— START RECORDED INFORMATION —

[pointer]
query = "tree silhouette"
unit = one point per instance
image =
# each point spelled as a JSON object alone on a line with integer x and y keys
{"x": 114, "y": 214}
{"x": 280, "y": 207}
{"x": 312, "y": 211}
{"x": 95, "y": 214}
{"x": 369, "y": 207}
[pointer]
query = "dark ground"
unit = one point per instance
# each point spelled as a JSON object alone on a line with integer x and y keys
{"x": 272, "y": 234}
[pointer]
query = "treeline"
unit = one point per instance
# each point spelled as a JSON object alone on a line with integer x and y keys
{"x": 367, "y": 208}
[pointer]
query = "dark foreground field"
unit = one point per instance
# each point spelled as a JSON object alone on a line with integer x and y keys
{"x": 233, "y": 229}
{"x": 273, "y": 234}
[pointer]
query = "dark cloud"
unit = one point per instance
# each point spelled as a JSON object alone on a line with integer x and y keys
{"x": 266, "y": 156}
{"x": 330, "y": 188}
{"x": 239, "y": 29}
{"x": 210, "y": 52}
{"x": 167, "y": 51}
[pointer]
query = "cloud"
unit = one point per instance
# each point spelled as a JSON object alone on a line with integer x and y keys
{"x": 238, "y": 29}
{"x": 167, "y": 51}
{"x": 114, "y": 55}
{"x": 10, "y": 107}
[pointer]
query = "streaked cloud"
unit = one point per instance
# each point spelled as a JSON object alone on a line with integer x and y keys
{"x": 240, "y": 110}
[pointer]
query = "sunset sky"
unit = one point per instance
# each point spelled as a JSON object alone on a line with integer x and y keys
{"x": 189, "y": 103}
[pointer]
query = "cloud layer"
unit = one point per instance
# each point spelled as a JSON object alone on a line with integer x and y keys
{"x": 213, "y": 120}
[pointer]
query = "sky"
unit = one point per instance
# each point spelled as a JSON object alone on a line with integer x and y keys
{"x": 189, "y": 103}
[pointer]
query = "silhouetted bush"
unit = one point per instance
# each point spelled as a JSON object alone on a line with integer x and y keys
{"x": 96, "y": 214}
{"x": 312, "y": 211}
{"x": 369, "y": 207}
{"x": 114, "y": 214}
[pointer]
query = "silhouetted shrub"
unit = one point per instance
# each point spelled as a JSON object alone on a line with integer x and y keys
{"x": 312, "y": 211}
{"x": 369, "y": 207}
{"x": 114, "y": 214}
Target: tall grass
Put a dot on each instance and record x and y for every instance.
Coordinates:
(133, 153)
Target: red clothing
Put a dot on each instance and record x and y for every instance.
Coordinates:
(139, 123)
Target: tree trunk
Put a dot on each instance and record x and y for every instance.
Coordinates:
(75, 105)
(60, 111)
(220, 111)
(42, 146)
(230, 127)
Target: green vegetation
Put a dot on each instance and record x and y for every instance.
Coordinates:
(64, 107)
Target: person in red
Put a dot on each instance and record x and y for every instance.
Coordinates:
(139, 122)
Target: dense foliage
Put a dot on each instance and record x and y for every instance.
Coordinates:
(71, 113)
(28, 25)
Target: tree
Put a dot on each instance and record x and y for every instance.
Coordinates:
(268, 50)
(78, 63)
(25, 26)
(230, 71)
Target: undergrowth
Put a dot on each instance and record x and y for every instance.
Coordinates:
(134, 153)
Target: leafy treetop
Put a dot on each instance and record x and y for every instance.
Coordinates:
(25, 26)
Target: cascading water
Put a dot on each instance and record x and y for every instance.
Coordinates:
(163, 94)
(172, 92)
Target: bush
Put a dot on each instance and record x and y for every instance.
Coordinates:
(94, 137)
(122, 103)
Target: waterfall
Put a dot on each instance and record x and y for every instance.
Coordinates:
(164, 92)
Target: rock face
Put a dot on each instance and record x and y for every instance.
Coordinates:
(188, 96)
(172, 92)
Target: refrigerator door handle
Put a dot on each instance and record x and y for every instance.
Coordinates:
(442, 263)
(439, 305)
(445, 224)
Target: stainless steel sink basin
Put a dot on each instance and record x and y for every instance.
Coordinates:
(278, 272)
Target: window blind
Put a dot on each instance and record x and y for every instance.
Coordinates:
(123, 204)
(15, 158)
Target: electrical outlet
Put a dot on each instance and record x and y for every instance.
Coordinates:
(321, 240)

— END RECORDED INFORMATION —

EXERCISE DESCRIPTION
Convert the stretch of the items above from the line containing "Target: bush" through the end of the items into a Markdown table with the columns Row and Line, giving each line its row number and leaving out blank lines.

THE SOLUTION
| Row | Line |
|---|---|
| 1 | Target: bush |
| 2 | Put a dot on each instance and record x and y for every instance. |
| 3 | Coordinates: |
| 4 | (94, 137) |
| 5 | (122, 103) |
| 6 | Target: waterfall |
| 7 | Put a dot on each instance and record x and y for every instance. |
| 8 | Coordinates: |
| 9 | (164, 92) |
| 10 | Target: rock face |
| 11 | Put a dot on each instance and record x and y for every instance. |
| 12 | Coordinates: |
| 13 | (188, 96) |
| 14 | (172, 92) |
| 15 | Target: refrigerator door handle |
| 16 | Put a dot on each instance and record x and y for every instance. |
| 17 | Coordinates: |
| 18 | (442, 263) |
| 19 | (439, 305) |
| 20 | (445, 224) |
| 21 | Target: stainless steel sink basin |
| 22 | Put a dot on each instance and record x and y for every instance. |
| 23 | Coordinates: |
| 24 | (278, 272) |
| 25 | Target: window blind |
| 26 | Put a dot on each instance and record x and y for every instance. |
| 27 | Coordinates: |
| 28 | (123, 204) |
| 29 | (15, 158) |
| 30 | Target: electrical outlet |
| 31 | Put a dot on each instance and record x and y for every instance. |
| 32 | Coordinates: |
| 33 | (321, 240) |